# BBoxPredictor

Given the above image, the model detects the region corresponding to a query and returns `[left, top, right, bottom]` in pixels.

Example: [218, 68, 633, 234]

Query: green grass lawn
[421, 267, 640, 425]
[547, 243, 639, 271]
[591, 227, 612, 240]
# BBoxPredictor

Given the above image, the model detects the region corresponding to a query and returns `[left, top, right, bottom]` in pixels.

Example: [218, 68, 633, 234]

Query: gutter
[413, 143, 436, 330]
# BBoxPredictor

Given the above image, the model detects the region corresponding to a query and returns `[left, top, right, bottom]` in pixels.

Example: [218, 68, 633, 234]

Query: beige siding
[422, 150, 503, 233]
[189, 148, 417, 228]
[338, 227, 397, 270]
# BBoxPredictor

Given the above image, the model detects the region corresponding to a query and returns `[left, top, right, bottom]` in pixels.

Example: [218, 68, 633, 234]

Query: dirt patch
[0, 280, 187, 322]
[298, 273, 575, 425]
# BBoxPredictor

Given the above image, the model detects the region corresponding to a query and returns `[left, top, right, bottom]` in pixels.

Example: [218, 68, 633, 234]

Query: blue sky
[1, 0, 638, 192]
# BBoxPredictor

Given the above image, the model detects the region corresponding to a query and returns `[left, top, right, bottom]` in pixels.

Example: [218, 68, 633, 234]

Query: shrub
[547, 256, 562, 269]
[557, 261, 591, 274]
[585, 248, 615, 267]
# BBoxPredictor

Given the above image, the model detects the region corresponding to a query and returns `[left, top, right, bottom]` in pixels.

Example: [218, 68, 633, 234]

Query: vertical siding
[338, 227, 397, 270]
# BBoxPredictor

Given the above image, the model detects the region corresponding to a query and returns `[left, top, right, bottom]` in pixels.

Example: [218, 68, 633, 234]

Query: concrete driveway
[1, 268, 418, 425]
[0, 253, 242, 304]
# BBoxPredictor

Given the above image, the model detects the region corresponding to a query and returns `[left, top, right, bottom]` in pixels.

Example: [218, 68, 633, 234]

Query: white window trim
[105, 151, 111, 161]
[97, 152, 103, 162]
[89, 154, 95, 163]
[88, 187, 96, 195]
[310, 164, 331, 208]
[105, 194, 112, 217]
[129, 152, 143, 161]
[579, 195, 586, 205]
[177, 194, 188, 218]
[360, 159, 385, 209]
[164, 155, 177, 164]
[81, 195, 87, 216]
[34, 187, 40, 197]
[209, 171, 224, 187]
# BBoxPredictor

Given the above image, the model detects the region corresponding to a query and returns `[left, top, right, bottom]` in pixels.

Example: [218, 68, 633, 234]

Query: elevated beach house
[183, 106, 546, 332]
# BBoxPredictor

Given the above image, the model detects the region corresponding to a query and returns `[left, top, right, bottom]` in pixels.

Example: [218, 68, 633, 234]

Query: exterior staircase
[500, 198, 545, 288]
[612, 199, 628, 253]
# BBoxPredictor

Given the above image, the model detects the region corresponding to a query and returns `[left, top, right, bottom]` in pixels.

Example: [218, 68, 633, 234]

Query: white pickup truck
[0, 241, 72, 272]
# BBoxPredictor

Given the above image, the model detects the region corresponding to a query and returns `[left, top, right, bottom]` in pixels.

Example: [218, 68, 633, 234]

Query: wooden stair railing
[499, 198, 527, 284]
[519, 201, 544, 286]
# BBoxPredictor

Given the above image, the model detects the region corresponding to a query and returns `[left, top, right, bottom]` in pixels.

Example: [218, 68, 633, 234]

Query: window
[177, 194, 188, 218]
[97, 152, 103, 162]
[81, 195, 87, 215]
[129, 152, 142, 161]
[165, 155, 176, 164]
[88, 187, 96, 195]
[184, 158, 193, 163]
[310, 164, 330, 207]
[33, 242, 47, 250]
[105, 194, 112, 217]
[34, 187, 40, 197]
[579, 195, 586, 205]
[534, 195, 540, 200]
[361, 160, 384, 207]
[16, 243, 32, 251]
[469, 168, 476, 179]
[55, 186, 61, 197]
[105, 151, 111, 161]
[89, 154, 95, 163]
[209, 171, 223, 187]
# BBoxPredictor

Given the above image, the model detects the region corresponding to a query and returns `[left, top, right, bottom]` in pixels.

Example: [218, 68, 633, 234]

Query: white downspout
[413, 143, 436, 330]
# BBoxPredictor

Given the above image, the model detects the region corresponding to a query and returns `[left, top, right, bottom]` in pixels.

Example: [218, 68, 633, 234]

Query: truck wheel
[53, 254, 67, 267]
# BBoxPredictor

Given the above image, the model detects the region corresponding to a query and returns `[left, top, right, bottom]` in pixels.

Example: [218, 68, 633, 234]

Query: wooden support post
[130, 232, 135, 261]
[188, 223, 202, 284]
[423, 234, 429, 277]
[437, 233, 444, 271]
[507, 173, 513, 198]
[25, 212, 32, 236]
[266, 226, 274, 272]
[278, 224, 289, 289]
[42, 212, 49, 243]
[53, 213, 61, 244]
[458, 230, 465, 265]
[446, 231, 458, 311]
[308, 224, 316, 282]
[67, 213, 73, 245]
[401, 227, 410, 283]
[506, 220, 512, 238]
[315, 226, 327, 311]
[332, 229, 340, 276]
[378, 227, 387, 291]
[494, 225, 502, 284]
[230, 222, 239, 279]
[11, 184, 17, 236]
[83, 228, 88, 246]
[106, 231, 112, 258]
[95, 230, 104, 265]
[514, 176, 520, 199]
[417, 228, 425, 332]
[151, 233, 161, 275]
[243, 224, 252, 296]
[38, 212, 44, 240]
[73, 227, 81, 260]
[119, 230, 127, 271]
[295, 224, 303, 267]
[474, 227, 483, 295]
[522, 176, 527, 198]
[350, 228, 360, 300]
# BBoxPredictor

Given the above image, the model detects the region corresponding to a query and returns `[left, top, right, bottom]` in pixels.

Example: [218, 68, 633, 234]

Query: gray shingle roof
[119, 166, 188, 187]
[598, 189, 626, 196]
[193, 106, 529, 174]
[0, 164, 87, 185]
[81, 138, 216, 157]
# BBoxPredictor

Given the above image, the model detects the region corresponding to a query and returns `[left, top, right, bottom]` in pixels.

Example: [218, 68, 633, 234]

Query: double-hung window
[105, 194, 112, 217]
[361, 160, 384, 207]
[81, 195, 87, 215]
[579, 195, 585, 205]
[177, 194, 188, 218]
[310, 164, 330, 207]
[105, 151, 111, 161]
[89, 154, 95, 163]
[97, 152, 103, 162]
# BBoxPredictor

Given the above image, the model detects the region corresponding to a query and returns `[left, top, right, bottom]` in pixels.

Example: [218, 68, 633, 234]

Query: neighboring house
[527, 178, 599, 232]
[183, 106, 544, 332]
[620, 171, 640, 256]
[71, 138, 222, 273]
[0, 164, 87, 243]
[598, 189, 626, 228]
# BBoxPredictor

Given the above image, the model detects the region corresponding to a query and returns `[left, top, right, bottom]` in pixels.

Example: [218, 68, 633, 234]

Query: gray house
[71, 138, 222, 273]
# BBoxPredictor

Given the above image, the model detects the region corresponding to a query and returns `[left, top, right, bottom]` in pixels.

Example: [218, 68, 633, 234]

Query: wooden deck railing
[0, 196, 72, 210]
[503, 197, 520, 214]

____________

What the task requires
Copy the listing exactly as it stands.

Exercise solution
# BBoxPredictor

Given the above image, the model detects the region corresponding to a query and returns `[left, top, right, bottom]` in pixels.

Example: [218, 68, 633, 234]

Query: green grass lawn
[421, 267, 640, 425]
[547, 243, 639, 271]
[591, 227, 612, 240]
# BBoxPredictor

Given the above image, the model detects the region corresponding to a query and returns `[left, top, right, bottom]` in pixels.

Example: [218, 68, 633, 234]

Query: gutter
[413, 143, 436, 330]
# BBoxPredictor

Given the above image, the model detects the region corresponding to a query and returns `[left, top, right, bottom]` in pixels.

Example: [218, 68, 633, 234]

Query: beige siding
[422, 150, 503, 233]
[189, 148, 417, 228]
[338, 227, 397, 270]
# BBoxPredictor

Given the above image, the model detects the region corresponding to a query and returns `[left, top, right, bottom]` in pixels.

Example: [218, 68, 633, 234]

Query: dirt patch
[0, 280, 187, 322]
[298, 273, 575, 425]
# BBoxPredictor

Given the above image, the model detects the region corresponding to a query and returns `[left, top, right, bottom]` in pixels.

Example: [218, 68, 633, 234]

Query: blue sky
[1, 0, 638, 192]
# BBoxPredictor

Given the above image, the model detects the region corresponding to a query and returns `[left, top, right, bottom]` in pixels.

Example: [218, 68, 633, 234]

Query: shrub
[547, 256, 562, 269]
[557, 261, 591, 274]
[585, 248, 615, 267]
# BBoxPredictor

Given the above image, the model detects the region corresponding to a query and returns `[left, top, right, bottom]` in pixels.

Example: [218, 68, 633, 234]

Query: vertical siding
[338, 227, 397, 270]
# BBoxPredictor

Given the above image, the model detects the region corresponding to a query and returns `[left, top, right, bottom]` in pixels.

Example: [218, 68, 633, 234]

Query: concrete driveway
[1, 268, 418, 425]
[0, 253, 242, 304]
# BBoxPredictor

Given the above image, the model detects the region corresponding to a query and returns `[left, top, right, bottom]` in pixels.

Example: [218, 68, 633, 234]

Query: white window trim
[105, 151, 111, 161]
[97, 152, 103, 162]
[89, 154, 95, 163]
[88, 187, 96, 195]
[310, 164, 331, 208]
[105, 194, 112, 217]
[129, 152, 143, 161]
[579, 195, 586, 205]
[177, 194, 188, 218]
[360, 159, 385, 209]
[164, 155, 177, 164]
[81, 195, 87, 216]
[34, 187, 40, 197]
[209, 171, 224, 187]
# BBoxPredictor

Given the above image, the model detects the region corresponding to a query and returns `[left, top, right, bottom]` in pixels.

Example: [218, 68, 633, 234]

Query: elevated beach house
[183, 106, 546, 332]
# BBoxPredictor

Given the above image, the model detects the region corresponding to a query and returns `[left, top, right, bottom]` in pixels.

Example: [218, 68, 633, 234]

Query: exterior staircase
[500, 198, 545, 288]
[612, 199, 628, 253]
# BBoxPredictor

Given the above image, the model detects the region corresponding to a query and returns `[left, top, right, bottom]` in pixels.

Example: [218, 68, 633, 234]

Query: white pickup truck
[0, 241, 72, 272]
# BBoxPredictor

Given the above image, the model detects the region corresponding to a query and returns `[left, top, right, bottom]` in pixels.

Example: [218, 68, 633, 234]

Query: wooden stair railing
[499, 198, 527, 284]
[519, 201, 544, 286]
# BBoxPredictor

Given the above image, the model detects the region corresponding to a query and returns `[left, top, right, bottom]` in pixels.

Example: [218, 68, 633, 234]

Query: window
[177, 194, 188, 218]
[97, 152, 103, 162]
[81, 195, 87, 215]
[129, 152, 142, 161]
[165, 155, 176, 164]
[88, 187, 96, 195]
[184, 158, 193, 163]
[310, 164, 330, 207]
[33, 242, 47, 250]
[105, 194, 112, 217]
[34, 187, 40, 197]
[579, 195, 586, 205]
[534, 195, 540, 200]
[361, 160, 384, 207]
[16, 243, 32, 251]
[469, 168, 476, 179]
[55, 186, 61, 197]
[105, 151, 111, 161]
[89, 154, 95, 163]
[209, 171, 223, 187]
# BBoxPredictor

Given the above image, the model detects the region corresponding to a query and returns `[left, top, right, bottom]` in pixels.

Example: [218, 68, 633, 234]

Query: white downspout
[413, 143, 436, 330]
# BBoxPredictor

Given the above image, the model detects the region corresponding to a query and returns `[left, top, right, bottom]` in pixels.

Example: [218, 68, 633, 234]

Query: truck wheel
[53, 254, 67, 267]
# BBoxPredictor

Given the above image, the model detects the region corresponding to a query and returns `[left, top, right, bottom]` in pixels.

Example: [218, 68, 633, 234]

Query: wooden support post
[130, 232, 135, 261]
[188, 223, 202, 284]
[423, 234, 429, 277]
[437, 233, 444, 271]
[507, 173, 513, 198]
[25, 212, 32, 236]
[266, 226, 274, 272]
[278, 224, 289, 289]
[42, 212, 49, 243]
[53, 213, 61, 244]
[458, 230, 465, 265]
[446, 231, 458, 311]
[308, 224, 316, 282]
[67, 213, 73, 245]
[401, 227, 410, 283]
[506, 220, 512, 238]
[315, 226, 327, 311]
[332, 229, 340, 276]
[378, 227, 387, 291]
[494, 225, 502, 284]
[230, 222, 239, 279]
[11, 184, 17, 236]
[83, 228, 88, 246]
[106, 231, 112, 258]
[95, 230, 104, 265]
[514, 176, 520, 199]
[417, 228, 425, 332]
[151, 233, 161, 275]
[243, 224, 252, 296]
[38, 212, 44, 240]
[73, 227, 81, 260]
[119, 230, 127, 271]
[295, 224, 303, 267]
[474, 227, 483, 295]
[522, 176, 527, 198]
[350, 228, 360, 300]
# BBoxPredictor

Given the above image, the model detects the region corresponding to a query and returns `[left, top, right, bottom]` in pixels.

Example: [218, 68, 633, 234]

Query: gray shingle roof
[119, 166, 188, 187]
[598, 189, 626, 196]
[193, 106, 529, 174]
[0, 164, 87, 185]
[81, 138, 216, 157]
# BBoxPredictor

Given the above image, the model detects the region corresponding to a query and returns `[left, top, right, bottom]` in pixels.

Example: [218, 68, 633, 234]

Query: double-hung window
[105, 194, 112, 217]
[361, 160, 384, 207]
[81, 195, 87, 215]
[579, 195, 585, 205]
[177, 194, 188, 218]
[310, 164, 330, 207]
[105, 151, 111, 161]
[89, 154, 95, 163]
[97, 152, 103, 162]
# BBoxPredictor

Given the above image, the model detects the region corresponding to a query and returns `[left, top, right, bottom]` in pixels.

Example: [218, 68, 633, 234]

Query: neighboring house
[527, 178, 599, 232]
[183, 106, 544, 332]
[620, 171, 640, 256]
[71, 138, 222, 273]
[0, 164, 87, 243]
[598, 189, 626, 228]
# BBoxPredictor

Given the above image, the model detects the region corresponding to a query and returns `[left, top, right, bottom]` in pixels.

Example: [218, 68, 633, 234]

Query: gray house
[71, 138, 222, 273]
# BBoxPredictor

Given the above image, the model detects the region corresponding to a query and returns `[left, top, right, bottom]` in pixels.

Example: [218, 68, 633, 234]

Query: wooden deck railing
[0, 196, 72, 210]
[503, 197, 520, 214]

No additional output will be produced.